* _REQUIREMENT_
Filter the data below and copy each line that contains the string "dark", matching case exactly.
* * * * * * *
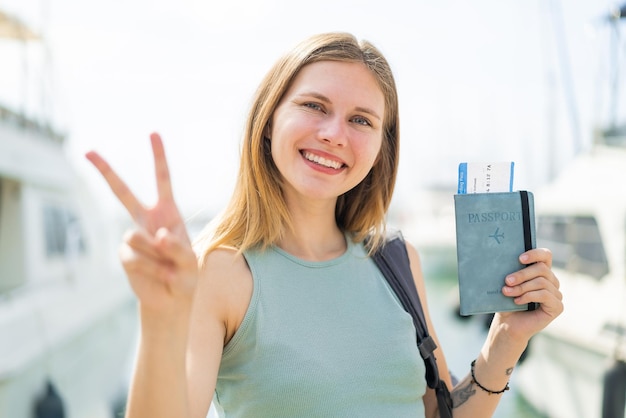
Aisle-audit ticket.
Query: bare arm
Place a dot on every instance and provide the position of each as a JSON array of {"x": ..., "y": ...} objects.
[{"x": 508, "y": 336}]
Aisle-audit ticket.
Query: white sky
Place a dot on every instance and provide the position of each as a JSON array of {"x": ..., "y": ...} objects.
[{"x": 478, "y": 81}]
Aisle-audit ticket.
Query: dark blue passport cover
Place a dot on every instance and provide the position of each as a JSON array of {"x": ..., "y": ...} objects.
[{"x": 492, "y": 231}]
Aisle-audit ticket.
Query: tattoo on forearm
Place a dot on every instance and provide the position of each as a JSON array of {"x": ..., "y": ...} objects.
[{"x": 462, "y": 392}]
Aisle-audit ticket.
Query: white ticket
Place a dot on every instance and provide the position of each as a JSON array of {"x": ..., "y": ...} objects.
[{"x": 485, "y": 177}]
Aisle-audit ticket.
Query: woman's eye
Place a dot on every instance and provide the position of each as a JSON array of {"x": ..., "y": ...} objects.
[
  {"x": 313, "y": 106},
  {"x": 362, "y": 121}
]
* * * * * * *
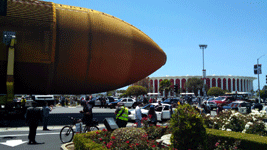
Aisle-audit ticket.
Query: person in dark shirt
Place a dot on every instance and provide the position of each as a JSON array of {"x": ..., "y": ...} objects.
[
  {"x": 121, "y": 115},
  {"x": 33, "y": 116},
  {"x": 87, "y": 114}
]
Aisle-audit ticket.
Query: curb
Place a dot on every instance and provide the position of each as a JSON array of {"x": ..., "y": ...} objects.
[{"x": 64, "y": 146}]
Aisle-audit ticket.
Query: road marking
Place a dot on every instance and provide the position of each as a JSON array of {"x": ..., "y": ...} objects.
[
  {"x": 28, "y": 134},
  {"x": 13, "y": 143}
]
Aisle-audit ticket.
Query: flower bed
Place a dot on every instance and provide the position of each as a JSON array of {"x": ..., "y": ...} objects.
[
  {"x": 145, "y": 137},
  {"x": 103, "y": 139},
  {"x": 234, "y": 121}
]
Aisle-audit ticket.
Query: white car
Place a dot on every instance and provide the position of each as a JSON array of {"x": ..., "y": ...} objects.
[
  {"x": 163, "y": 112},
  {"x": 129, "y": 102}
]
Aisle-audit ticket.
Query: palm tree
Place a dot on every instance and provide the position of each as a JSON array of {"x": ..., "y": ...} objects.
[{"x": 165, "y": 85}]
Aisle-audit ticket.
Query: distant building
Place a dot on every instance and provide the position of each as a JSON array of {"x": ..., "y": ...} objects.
* * * * * * *
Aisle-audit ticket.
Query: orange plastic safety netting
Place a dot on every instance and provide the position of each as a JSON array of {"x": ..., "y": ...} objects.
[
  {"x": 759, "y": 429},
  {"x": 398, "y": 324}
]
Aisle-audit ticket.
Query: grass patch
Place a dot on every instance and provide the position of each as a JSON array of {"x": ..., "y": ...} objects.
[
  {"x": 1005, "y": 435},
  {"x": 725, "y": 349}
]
* * * * * * *
* _EXERCISE OUTPUT_
Query: dark blue passport cover
Query: person in dark shirt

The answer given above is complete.